Reading passage —

Start

Without revealing too much of the movie's plot, the story is centered around a ravish dining experience led by an imposing head chef and his legion of cooks who serve an array of pompous upper-class guests who don't care too much for their food (except only to criticize it whenever possible). One of the story's main characters, Tyler, is a walking Dunning-Kruger of a man played by Nicholus Hoult

Tyler, unlike the other guests, has an extreme and sometimes violent reverence for the chef and his restaurant. He frequently describes every ingredient and aroma of his food in shakespearean terms and makes it a point to show the chef his enormous amount of knowledge of their menu and of food/cooking in general.
Throughout the film's runtime, the chef pretends to be flattered by Tyler's frequent "pick me" moments and repeated attempts at impressing him. However, in a climatic turn of events, the chef instructs Tyler to come to the open-air kitchen in front of all the guests and put on a chef's apron. Tyler obliges, his enthusiasm still sky-high but a little shake in his seemingly unbreakable confidence now becoming visible. With Tyler clearly having everything he could possibly need to cook literally any dish ever, the Chef then gives Tyler a very simple directive:

"Cook."
Tyler freezes for a second, trying to reboot his brain's suddenly over-burdened operating system after a crash. He then begins to haggle together ingredients at random around the kitchen, pretends to cut meat very carefully while his hands shake at a gigahertz frequency, haphazardly throws some butter into a iron skillet, and "cooks" his dish. All this while every member of the kitchen observes intensely, satirically pretending to "learn" from Tyler's brilliance.

End

Set task 1 — Reproduce the entries below, from the line containing "Q: For the photo above, point to the dark hair, giving" through the final entry, including both ends. Leave out the pictures.

Raw data —
Start

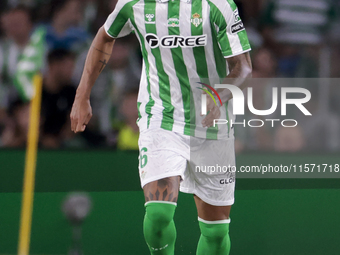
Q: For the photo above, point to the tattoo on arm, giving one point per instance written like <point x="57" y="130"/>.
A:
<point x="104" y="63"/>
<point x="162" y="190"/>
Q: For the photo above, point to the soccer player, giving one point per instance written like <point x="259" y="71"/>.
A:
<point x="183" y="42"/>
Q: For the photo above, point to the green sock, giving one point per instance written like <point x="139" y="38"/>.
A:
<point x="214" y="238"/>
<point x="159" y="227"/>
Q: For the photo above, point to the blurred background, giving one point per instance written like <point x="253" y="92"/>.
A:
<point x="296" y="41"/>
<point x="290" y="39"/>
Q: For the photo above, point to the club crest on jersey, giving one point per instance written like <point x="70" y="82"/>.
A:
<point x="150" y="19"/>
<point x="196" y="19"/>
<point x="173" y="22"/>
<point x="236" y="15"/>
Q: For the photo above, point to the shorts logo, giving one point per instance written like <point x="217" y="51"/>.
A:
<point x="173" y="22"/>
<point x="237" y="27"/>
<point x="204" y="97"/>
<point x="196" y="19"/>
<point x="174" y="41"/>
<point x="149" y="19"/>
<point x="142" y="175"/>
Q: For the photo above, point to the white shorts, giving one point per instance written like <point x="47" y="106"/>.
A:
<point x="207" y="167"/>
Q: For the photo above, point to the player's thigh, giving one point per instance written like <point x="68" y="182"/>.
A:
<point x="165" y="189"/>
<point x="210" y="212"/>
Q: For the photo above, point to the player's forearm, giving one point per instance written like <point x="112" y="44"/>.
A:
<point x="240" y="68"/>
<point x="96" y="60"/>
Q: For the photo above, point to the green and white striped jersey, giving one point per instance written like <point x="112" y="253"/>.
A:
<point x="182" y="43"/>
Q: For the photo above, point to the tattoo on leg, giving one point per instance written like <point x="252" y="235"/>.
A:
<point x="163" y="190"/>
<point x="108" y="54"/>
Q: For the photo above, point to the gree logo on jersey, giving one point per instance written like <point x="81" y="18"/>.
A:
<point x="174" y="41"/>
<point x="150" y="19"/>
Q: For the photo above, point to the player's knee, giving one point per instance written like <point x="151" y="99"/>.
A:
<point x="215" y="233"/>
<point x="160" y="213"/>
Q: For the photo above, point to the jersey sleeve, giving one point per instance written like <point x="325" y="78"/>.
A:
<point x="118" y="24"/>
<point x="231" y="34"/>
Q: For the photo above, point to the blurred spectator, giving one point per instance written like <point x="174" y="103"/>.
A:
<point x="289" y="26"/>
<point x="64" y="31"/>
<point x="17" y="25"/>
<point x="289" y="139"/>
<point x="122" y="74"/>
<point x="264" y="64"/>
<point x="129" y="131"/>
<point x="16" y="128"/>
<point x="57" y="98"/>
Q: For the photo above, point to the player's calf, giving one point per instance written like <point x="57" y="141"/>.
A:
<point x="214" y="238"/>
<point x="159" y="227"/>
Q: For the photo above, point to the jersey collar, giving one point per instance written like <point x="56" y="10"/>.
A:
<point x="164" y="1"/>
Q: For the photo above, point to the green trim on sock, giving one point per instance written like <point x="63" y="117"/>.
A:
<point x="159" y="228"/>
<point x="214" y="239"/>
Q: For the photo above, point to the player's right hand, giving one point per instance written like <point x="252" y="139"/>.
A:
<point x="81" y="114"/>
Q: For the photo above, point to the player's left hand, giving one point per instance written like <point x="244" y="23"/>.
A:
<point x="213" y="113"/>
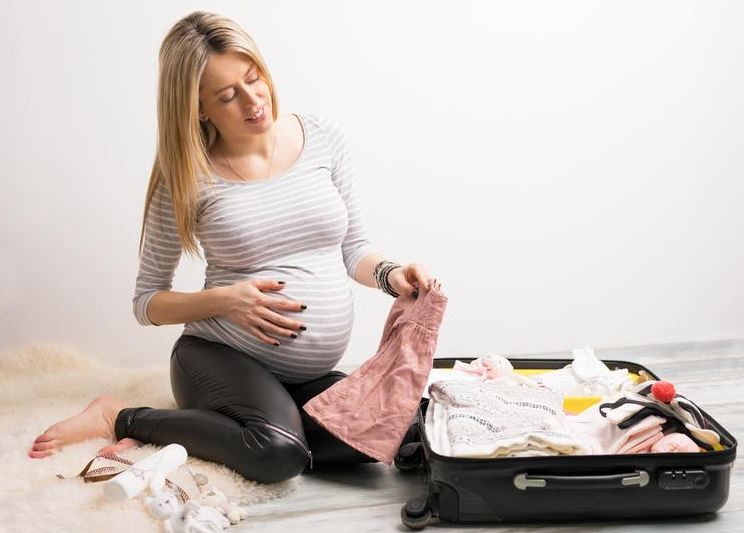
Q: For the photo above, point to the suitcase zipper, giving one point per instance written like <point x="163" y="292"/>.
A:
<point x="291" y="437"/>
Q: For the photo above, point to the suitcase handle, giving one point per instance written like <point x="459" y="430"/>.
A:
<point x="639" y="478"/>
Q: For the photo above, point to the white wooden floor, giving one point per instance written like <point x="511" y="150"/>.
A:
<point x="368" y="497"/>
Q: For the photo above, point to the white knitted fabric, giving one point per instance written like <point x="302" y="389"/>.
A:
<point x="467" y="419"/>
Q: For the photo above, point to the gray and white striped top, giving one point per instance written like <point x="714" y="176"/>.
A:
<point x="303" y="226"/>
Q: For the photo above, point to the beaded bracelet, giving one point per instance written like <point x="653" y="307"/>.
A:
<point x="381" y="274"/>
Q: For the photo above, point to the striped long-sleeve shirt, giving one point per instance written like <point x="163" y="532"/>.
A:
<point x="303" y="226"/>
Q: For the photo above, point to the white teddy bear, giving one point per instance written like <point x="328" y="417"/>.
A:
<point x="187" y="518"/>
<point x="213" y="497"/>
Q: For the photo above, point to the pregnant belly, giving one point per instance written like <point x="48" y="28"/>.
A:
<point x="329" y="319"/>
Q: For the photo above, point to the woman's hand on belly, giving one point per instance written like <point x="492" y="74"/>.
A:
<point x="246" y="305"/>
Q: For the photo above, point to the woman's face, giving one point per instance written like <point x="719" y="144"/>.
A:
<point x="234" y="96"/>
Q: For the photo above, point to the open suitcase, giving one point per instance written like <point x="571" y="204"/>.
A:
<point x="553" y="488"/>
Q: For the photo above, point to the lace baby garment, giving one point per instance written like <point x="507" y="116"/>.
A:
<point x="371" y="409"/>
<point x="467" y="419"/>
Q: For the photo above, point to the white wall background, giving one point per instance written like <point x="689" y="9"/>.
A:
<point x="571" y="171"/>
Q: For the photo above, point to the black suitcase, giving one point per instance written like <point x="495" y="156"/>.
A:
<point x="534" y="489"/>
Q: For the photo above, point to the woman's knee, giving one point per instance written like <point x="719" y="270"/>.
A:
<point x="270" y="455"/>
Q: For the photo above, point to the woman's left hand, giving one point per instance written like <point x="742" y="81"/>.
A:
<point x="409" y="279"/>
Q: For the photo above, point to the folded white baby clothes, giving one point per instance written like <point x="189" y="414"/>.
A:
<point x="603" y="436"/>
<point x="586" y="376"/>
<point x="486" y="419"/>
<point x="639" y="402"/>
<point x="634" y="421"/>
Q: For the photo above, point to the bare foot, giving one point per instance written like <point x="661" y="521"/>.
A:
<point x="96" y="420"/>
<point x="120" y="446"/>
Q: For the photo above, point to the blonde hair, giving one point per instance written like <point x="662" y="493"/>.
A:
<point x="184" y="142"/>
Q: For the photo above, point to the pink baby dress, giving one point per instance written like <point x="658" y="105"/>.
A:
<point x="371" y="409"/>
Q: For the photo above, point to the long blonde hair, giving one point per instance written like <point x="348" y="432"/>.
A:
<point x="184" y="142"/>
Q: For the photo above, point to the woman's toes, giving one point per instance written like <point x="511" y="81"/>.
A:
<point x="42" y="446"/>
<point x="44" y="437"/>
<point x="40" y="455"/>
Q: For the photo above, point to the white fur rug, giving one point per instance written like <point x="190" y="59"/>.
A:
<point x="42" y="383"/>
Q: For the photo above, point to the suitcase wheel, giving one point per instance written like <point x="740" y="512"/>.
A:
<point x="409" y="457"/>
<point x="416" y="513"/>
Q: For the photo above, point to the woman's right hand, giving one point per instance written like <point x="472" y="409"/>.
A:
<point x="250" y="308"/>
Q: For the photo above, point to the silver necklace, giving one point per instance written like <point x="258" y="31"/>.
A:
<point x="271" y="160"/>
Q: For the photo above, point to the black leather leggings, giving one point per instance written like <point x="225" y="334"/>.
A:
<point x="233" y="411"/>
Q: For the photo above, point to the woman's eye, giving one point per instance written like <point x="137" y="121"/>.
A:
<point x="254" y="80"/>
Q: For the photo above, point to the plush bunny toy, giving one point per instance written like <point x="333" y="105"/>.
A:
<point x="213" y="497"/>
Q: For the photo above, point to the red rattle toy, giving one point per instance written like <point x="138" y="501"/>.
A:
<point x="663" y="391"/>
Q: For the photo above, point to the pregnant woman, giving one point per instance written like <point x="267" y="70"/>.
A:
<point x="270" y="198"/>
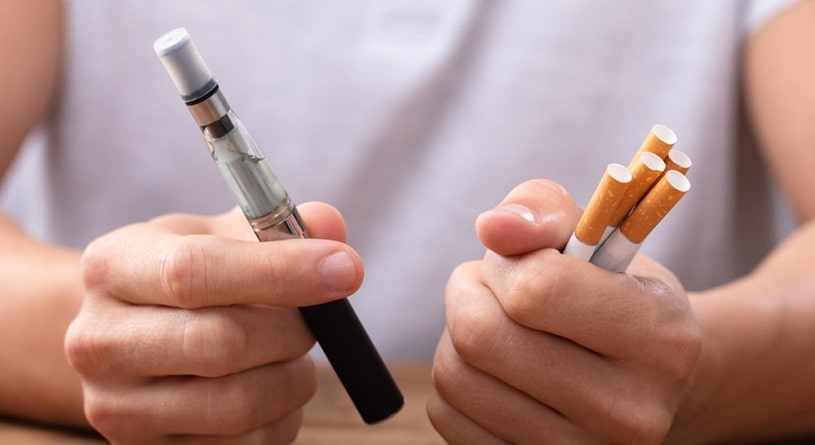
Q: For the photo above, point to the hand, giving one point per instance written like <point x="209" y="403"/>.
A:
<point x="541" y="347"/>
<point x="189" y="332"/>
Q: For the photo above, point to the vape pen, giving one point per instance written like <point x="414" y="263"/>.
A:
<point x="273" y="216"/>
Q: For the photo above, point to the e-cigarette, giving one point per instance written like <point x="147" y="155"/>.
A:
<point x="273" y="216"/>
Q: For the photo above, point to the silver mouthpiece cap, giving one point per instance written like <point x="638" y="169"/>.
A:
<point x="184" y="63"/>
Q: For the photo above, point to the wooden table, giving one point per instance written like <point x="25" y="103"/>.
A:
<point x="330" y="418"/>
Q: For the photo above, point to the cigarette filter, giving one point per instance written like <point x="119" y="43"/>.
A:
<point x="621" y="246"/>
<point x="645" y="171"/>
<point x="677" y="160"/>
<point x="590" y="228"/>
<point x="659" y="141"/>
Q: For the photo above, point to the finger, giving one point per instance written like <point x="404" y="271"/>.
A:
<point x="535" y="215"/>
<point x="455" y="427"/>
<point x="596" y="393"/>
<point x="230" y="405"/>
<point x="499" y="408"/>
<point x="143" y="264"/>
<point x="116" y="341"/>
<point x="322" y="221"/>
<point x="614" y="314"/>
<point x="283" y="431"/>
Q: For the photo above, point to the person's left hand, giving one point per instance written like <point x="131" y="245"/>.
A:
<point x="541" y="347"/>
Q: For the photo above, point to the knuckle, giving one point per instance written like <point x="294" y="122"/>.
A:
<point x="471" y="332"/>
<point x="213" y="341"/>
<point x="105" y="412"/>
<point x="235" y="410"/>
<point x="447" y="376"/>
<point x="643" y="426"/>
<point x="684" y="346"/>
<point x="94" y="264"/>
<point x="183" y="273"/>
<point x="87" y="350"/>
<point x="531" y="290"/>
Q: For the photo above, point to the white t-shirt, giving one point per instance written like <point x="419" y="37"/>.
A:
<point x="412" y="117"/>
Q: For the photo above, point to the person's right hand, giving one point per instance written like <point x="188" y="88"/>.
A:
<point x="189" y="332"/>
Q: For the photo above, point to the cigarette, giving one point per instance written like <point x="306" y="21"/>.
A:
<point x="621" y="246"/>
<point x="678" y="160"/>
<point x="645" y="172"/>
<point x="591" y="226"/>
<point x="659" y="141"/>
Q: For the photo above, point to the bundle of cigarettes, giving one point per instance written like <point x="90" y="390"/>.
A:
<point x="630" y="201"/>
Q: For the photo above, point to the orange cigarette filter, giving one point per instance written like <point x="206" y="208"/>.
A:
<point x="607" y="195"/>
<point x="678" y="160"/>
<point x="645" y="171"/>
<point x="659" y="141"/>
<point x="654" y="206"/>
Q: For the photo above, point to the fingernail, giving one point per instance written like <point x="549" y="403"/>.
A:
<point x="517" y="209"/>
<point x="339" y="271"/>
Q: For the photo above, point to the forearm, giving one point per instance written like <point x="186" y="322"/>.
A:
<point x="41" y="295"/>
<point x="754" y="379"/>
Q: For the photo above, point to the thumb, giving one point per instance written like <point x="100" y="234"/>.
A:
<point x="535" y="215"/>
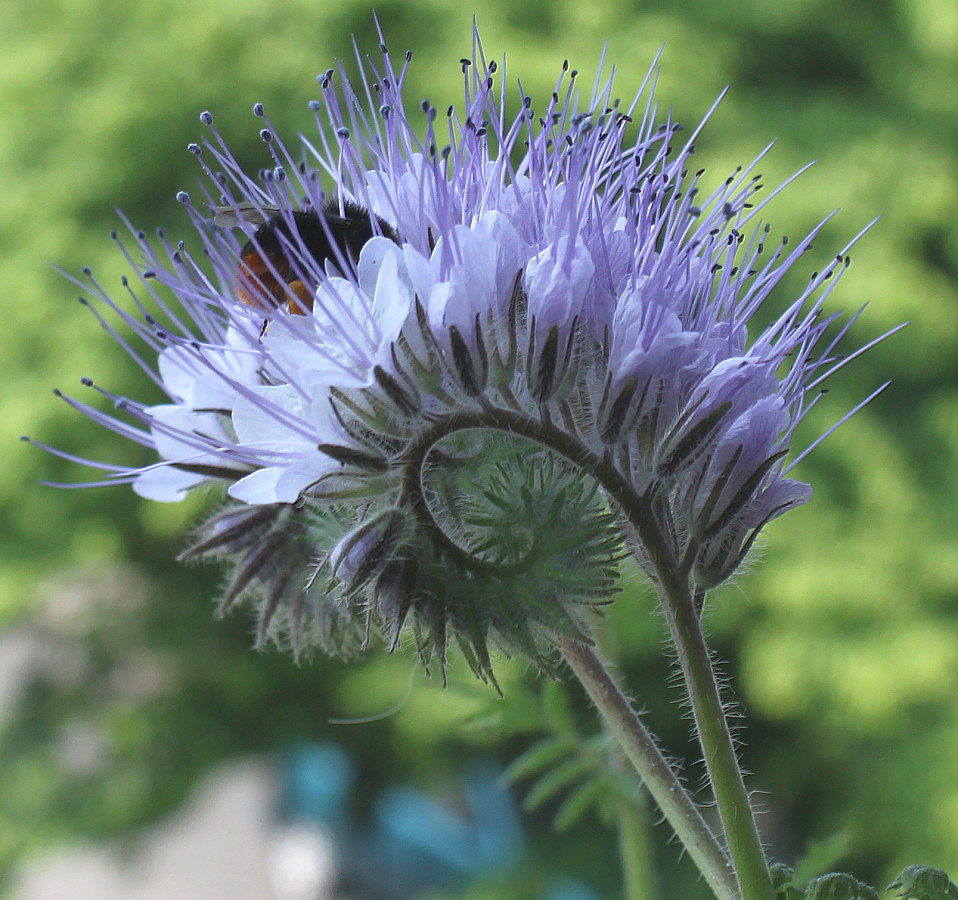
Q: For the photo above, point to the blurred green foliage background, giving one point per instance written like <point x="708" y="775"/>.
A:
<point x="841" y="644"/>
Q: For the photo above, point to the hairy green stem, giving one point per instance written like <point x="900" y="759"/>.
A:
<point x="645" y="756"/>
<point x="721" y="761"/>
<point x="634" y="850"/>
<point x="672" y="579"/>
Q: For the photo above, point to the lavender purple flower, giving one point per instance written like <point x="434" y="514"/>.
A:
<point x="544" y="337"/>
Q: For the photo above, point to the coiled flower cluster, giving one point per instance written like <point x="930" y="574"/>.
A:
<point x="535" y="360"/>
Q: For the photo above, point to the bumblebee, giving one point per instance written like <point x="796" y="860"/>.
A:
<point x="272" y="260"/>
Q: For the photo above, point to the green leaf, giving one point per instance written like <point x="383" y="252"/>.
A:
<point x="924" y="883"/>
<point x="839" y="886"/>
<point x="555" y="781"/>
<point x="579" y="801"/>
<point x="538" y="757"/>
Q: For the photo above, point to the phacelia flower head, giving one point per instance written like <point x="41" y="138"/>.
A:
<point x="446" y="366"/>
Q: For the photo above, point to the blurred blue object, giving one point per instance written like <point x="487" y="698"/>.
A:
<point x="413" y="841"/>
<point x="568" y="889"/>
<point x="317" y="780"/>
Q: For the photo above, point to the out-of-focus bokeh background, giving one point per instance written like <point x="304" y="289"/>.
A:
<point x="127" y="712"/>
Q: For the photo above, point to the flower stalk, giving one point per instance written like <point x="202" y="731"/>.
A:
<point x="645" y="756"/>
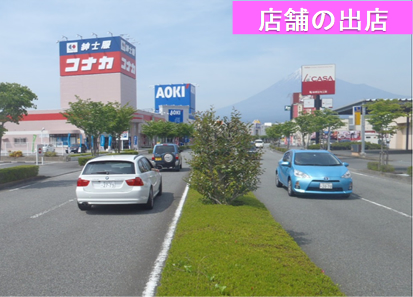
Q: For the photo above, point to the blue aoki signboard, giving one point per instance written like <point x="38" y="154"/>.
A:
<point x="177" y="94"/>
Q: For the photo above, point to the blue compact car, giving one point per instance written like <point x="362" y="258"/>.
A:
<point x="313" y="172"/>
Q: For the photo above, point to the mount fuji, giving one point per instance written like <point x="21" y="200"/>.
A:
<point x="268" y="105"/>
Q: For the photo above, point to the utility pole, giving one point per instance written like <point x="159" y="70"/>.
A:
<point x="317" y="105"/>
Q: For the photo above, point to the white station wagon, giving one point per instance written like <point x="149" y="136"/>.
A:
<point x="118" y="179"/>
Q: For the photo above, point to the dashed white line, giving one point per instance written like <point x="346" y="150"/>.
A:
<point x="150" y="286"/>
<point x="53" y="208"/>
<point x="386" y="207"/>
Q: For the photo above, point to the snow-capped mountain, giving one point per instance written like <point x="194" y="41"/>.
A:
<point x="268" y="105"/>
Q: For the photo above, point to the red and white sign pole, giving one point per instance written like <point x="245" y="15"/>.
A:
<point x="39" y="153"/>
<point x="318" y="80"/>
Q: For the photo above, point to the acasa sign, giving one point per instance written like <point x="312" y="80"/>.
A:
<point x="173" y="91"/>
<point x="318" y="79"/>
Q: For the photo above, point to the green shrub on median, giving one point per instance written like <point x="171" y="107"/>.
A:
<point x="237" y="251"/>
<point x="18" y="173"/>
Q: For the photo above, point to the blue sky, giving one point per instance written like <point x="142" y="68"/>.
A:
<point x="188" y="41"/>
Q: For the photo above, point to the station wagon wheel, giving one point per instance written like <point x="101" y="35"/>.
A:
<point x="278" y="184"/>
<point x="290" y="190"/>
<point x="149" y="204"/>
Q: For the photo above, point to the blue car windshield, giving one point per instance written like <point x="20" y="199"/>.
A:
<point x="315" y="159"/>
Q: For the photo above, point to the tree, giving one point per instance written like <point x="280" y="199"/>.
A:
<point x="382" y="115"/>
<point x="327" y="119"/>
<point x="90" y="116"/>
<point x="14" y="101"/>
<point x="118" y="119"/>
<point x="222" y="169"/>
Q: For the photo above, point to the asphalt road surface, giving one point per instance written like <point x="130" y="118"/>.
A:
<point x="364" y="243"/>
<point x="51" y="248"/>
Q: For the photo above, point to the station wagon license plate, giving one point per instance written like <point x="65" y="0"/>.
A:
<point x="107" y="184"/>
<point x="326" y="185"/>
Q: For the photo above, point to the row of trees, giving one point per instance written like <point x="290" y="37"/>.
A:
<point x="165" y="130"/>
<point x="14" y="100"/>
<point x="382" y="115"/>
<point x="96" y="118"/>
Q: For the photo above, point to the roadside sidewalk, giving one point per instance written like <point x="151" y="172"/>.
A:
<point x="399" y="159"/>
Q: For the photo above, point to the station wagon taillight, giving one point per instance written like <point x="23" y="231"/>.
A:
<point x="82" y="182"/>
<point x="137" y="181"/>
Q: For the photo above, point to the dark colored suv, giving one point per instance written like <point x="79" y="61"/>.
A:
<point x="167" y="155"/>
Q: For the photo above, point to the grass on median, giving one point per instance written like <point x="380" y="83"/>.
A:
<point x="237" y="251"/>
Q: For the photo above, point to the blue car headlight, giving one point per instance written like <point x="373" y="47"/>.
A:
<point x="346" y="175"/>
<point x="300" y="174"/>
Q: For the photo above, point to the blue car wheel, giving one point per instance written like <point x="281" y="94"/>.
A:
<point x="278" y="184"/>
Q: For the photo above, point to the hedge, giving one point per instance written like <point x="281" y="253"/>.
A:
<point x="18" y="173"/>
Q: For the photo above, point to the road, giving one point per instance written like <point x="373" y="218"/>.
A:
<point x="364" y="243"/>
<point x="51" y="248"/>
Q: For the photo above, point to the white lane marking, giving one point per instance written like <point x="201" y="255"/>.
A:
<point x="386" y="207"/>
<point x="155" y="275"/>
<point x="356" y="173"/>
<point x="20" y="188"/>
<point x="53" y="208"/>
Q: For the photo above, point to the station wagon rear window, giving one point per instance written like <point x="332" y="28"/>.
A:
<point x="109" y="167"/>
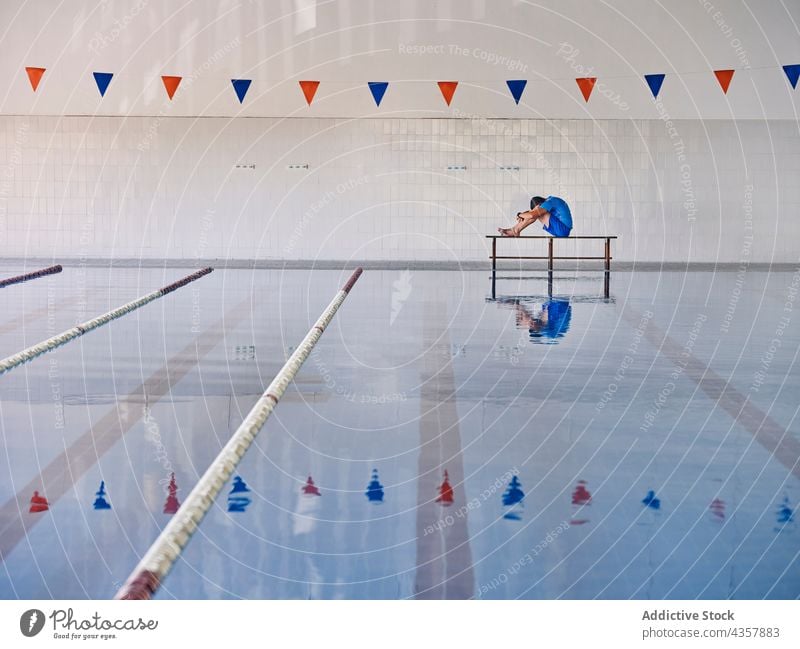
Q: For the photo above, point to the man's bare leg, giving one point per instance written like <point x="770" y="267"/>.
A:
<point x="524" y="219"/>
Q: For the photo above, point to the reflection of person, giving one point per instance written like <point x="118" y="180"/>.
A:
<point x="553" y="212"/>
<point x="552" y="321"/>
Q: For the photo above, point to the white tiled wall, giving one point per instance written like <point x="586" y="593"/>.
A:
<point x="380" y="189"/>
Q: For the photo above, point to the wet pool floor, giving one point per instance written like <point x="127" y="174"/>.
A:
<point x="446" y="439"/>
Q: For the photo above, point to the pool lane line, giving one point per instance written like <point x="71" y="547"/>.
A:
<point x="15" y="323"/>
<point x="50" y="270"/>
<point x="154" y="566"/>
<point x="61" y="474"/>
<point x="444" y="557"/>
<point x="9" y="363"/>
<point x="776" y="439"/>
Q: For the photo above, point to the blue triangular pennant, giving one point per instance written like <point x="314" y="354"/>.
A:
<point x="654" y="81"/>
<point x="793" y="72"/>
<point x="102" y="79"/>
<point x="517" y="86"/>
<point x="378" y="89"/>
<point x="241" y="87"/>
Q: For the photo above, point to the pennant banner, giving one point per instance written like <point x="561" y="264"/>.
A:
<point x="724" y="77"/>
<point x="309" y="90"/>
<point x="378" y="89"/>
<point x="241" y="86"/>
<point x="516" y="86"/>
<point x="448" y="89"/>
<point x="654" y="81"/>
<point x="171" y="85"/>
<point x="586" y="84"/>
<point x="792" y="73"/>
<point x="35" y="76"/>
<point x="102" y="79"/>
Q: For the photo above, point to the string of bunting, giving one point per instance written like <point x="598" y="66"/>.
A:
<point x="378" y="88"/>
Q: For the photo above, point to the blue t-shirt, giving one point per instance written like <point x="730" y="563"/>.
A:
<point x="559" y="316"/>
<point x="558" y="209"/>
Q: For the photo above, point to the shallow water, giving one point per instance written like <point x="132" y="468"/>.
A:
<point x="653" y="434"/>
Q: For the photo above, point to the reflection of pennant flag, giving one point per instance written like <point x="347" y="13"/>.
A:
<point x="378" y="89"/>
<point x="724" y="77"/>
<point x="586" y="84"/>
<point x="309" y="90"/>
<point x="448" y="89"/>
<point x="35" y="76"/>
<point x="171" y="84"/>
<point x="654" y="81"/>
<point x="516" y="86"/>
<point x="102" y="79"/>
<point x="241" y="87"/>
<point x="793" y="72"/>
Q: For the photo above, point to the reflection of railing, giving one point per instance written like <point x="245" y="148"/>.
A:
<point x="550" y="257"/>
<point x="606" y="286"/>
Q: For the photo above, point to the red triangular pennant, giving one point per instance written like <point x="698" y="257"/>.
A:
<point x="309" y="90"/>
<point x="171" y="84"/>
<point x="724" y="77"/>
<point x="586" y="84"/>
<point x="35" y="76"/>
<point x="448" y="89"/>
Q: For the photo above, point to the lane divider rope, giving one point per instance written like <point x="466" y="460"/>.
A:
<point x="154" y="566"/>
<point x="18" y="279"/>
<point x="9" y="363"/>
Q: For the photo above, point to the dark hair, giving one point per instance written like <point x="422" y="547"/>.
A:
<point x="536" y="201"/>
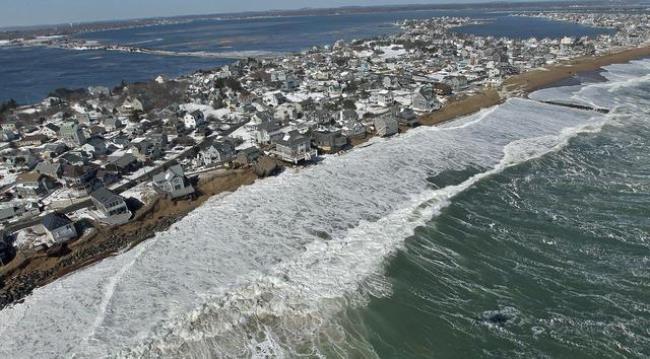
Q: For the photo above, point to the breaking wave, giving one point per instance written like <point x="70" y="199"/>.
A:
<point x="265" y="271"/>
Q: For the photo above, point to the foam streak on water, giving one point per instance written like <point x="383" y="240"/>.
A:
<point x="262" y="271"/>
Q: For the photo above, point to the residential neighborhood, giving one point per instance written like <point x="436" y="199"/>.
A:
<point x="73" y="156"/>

End

Set task 2 — Translate this sentence from the movie review into Spanish: "Tyler, unlike the other guests, has an extreme and sometimes violent reverence for the chef and his restaurant."

Output 1 —
Q: For the photo above, point to the dark hair, giving one point per instance written like <point x="422" y="547"/>.
A:
<point x="536" y="201"/>
Q: For the photo above, point to the breaking wave, giving one point per instance written like <point x="70" y="199"/>.
A:
<point x="265" y="271"/>
Q: For the photo above, point to the foam streak on water, giving one point per instance written like <point x="383" y="240"/>.
A:
<point x="262" y="271"/>
Q: For the photo above, point to the residential neighborhood, giving one point per instance written like <point x="436" y="199"/>.
A:
<point x="73" y="156"/>

Output 2 — Tyler, a diferencia de los demás invitados, siente una reverencia extrema y a veces violenta por el chef y su restaurante.